━━━ Source document
Computer Tax Will Hurt Maryland

The Washington Post – by Tom Loveland
Monday, January 7, 2008

Maryland is proud of its strength in bioscience, financial services, health care, higher education and government contracting. Technology investment has driven innovation in those areas and kept our state nimble in a competitive global marketplace.

But the future of Maryland’s strongest sectors is in jeopardy. In November, the legislature voted to extend the state’s 6 percent sales tax to cover computer services. Many of us in Maryland’s technology sector were astonished by the move, which will hurt the welfare of industries beyond our sector and will drive some businesses out of state.

This new tax, which takes effect in July, will put many Maryland businesses at a severe disadvantage. Innovative technology fuels business growth and job creation, but it can be expensive and risky. So it’s often the last thing a business invests in, using the final dollars of its technology budget, if any remain. But now those final dollars will be diverted to the tax, significantly curbing investment in innovation and dampening job creation. Small businesses — the least able to sidestep the tax and a key generator of new jobs — will be particularly affected.

Of course, the tax will most deeply affect the computer services industry. Many customers simply will not be willing — or able — to absorb a 6 percent tax and will seek price concessions or use fewer services. To bypass the tax, large customers may stop issuing contracts for certain computer services and instead perform the work in-house. Customers with locations in multiple states will avoid the tax entirely by having their non-Maryland offices hire non-Maryland vendors. These actions will decrease demand for in-state computer services providers and send higher-paying technology jobs to other states, or even other countries.
━━━━━━
### Tasks to carry out
- 1) Repeat the Maryland computer tax op-ed word for word, starting at "The Washington Post" and ending at "out of state.".
- 2) Answer these questions from the Maryland computer tax op-ed:
(a) In what month did the legislature vote to extend the sales tax?
(b) When does the new tax take effect?
(c) How will customers with locations in multiple states avoid the tax?
- 3) Do these statements agree with the Maryland computer tax op-ed? Answer yes or no for each, quoting the words that decide it.
(a) The piece was published on a Monday.
(b) The legislature voted to extend a 5 percent sales tax to computer services.
(c) Small businesses are expected to be particularly affected by the tax.
The entries that follow are drawn from a separate source.
━━━ Extracted data
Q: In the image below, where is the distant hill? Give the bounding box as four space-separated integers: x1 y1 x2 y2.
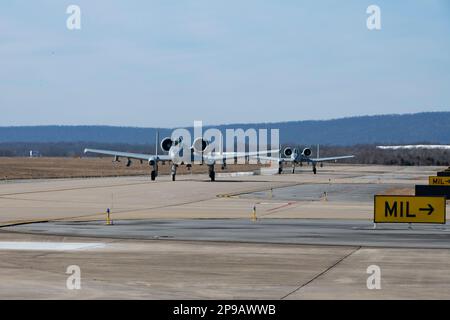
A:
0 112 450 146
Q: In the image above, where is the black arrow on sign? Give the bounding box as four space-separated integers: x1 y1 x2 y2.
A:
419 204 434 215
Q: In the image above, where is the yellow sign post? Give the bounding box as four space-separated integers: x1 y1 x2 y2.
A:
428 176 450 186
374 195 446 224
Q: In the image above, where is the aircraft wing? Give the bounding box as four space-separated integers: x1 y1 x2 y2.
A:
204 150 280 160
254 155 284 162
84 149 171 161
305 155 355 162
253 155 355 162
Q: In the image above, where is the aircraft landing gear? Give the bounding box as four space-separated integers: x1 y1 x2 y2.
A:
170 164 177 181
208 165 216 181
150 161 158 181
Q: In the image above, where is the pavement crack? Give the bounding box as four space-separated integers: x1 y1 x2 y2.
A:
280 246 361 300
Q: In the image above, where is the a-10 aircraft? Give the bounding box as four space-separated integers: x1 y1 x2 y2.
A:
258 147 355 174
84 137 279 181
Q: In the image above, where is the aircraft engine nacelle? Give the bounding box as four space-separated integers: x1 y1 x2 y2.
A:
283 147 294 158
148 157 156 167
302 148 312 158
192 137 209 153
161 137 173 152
━━━━━━
━━━ Extracted data
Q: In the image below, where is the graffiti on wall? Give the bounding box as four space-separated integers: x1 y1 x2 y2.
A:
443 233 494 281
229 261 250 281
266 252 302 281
━━━━━━
━━━ Extracted data
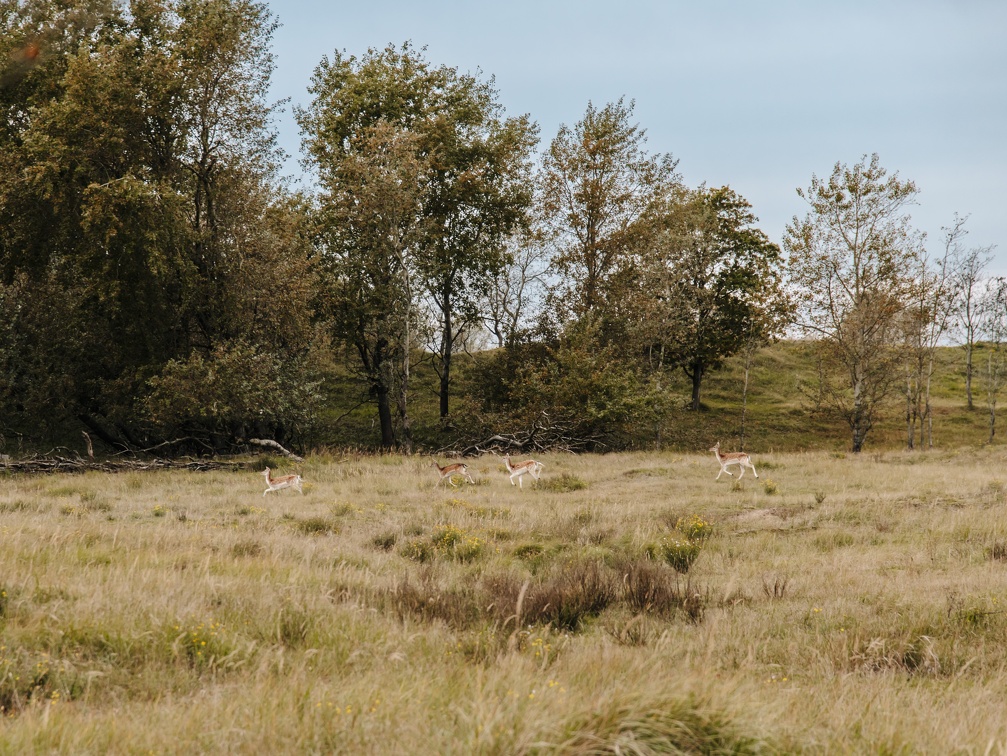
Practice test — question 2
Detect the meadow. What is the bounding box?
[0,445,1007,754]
━━━━━━
### Solutions in order
- 1)
The Washington Post – by Tom Loveland
Monday, January 7, 2008

Maryland is proud of its strength in bioscience, financial services, health care, higher education and government contracting. Technology investment has driven innovation in those areas and kept our state nimble in a competitive global marketplace.

But the future of Maryland’s strongest sectors is in jeopardy. In November, the legislature voted to extend the state’s 6 percent sales tax to cover computer services. Many of us in Maryland’s technology sector were astonished by the move, which will hurt the welfare of industries beyond our sector and will drive some businesses out of state.

- 2)
(a) November
(b) July
(c) By having their non-Maryland offices hire non-Maryland vendors

- 3)
(a) Yes: "Monday, January 7, 2008"
(b) No: "the legislature voted to extend the state’s 6 percent sales tax to cover computer services"
(c) Yes: "Small businesses — the least able to sidestep the tax and a key generator of new jobs — will be particularly affected."